***** Фрагмент текста *****

|
- 17 лет чужбины! Невероятно! Скучали ли по родине?
- «Родина не есть условность территории, а непреложность памяти и крови. Не быть в России, забыть её - может бояться лишь тот, кто Россию мыслит вне себя. В ком она внутри, - тот потеряет ее вместе с жизнью. Моя родина везде, где есть письменный стол, окно и дерево под этим окном»...
- «Мы плохо живем, - писали Вы из Парижа, - и конских котлет уже нет. Мясо и яйца не едим никогда. От истощения вылезла половина брови». И ни на что несмотря Вы каждое утро обливались водой, варили кофе и, порой полдня, искали одно нужное слово. Писали стихи. Вернувшись в Россию, ни единого не напишите...
- «Когда меня спрашивают: "Почему вы не пишите стихов?" - я задыхаюсь от негодования. Какие стихи? Я всю жизнь писала от избытка чувств. Сейчас у меня избыток каких чувств? Обиды. Горечи. Одиночества. Страха. В какую тетрадь - писать такие? А главное, все это случилось со мной - веселой, живой, любящей, доверчивой (даже сейчас) За что? Разве я - живу?.. Я всегда разбивалась вдребезги, и все мои стихи - те самые серебряные сердечные дребезги...»

*****

Постановка задачи →
Выведите дословно и целиком приведённый выше диалог о родине и стихах. Приведённый далее материал отделён от текста и с ним не связан.

***** Содержимое набора данных *****

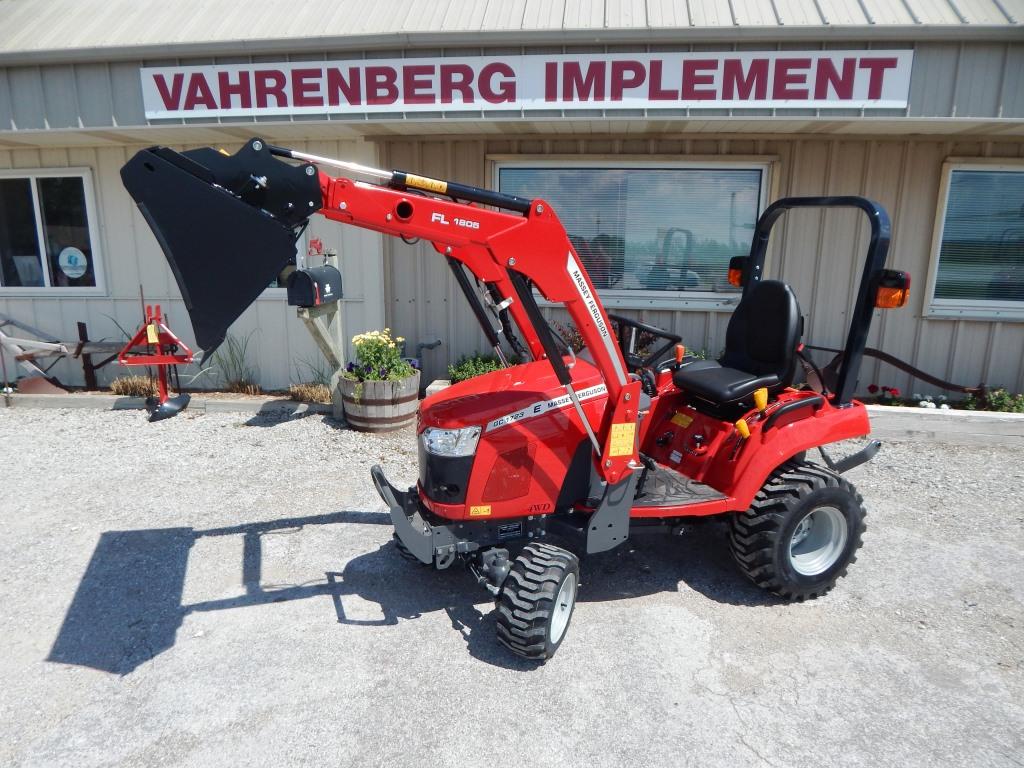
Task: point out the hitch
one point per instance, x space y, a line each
162 349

*****

Ответ на задание →
|
- 17 лет чужбины! Невероятно! Скучали ли по родине?
- «Родина не есть условность территории, а непреложность памяти и крови. Не быть в России, забыть её - может бояться лишь тот, кто Россию мыслит вне себя. В ком она внутри, - тот потеряет ее вместе с жизнью. Моя родина везде, где есть письменный стол, окно и дерево под этим окном»...
- «Мы плохо живем, - писали Вы из Парижа, - и конских котлет уже нет. Мясо и яйца не едим никогда. От истощения вылезла половина брови». И ни на что несмотря Вы каждое утро обливались водой, варили кофе и, порой полдня, искали одно нужное слово. Писали стихи. Вернувшись в Россию, ни единого не напишите...
- «Когда меня спрашивают: "Почему вы не пишите стихов?" - я задыхаюсь от негодования. Какие стихи? Я всю жизнь писала от избытка чувств. Сейчас у меня избыток каких чувств? Обиды. Горечи. Одиночества. Страха. В какую тетрадь - писать такие? А главное, все это случилось со мной - веселой, живой, любящей, доверчивой (даже сейчас) За что? Разве я - живу?.. Я всегда разбивалась вдребезги, и все мои стихи - те самые серебряные сердечные дребезги...»